* _Text excerpt_
Matt Levine, Columnist

Is ChatGPT Securities Fraud?

Also Hindenburg vs. Icahn, an APE amendment and the SEC vs. stock buybacks.

I suppose we will end up finding a number of answers to that question. Will some ChatGPT-style large language model manage to do some insider trading? Will it, like, ingest some corpus of data that includes inside information, and then use it to answer questions like “which stocks should I buy?” Will some big company’s corporate development department use the model to answer questions like “should we buy Company X and what price should we pay for it,” and will the developers of the model use that information nefariously? Will the model itself become sentient, get a Robinhood account and use that information nefariously? Etc.

* _Actions to take_
**1)** Reproduce the portion of the column on ChatGPT and securities fraud that opens with the words containing "Also Hindenburg vs." and closes with "information nefariously? Etc.".
**2)** List the three additional topics that the subtitle of the column on ChatGPT and securities fraud announces after the word "Also".
**3)** Write the next paragraph of the column on ChatGPT and securities fraud, following on from its last sentence.

* _Dataset entries_
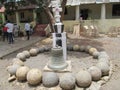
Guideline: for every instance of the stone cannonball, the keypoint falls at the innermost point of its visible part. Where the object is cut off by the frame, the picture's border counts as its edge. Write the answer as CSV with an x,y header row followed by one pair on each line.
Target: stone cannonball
x,y
50,79
87,48
18,61
26,53
104,60
103,54
33,52
67,81
41,49
21,56
83,78
21,73
34,76
92,50
104,68
13,68
95,73
76,47
82,48
95,54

* _Answer set_
**1)**
Also Hindenburg vs. Icahn, an APE amendment and the SEC vs. stock buybacks.

I suppose we will end up finding a number of answers to that question. Will some ChatGPT-style large language model manage to do some insider trading? Will it, like, ingest some corpus of data that includes inside information, and then use it to answer questions like “which stocks should I buy?” Will some big company’s corporate development department use the model to answer questions like “should we buy Company X and what price should we pay for it,” and will the developers of the model use that information nefariously? Will the model itself become sentient, get a Robinhood account and use that information nefariously? Etc.

**2)** Hindenburg vs. Icahn; an APE amendment; the SEC vs. stock buybacks

**3)**
Or I mean will someone ask ChatGPT a question like “what companies are frauds,” and ChatGPT will cheerfully and confidently say “oh Company Y is a total fraud, their revenues are super inflated,” and then people will short the stock, and then it will turn out that Company Y is fine and ChatGPT is just really good at confidently making stuff up? Is that securities fraud? By whom? (Or: Ask “what stocks are good,” ChatGPT says “Company Z is great, they have found a cure for cancer and their revenue will double,” people buy the stock, it was all made up.) Will sell-side analysts or journalists use ChatGPT to do their work, and will ChatGPT introduce market-moving factual mistakes?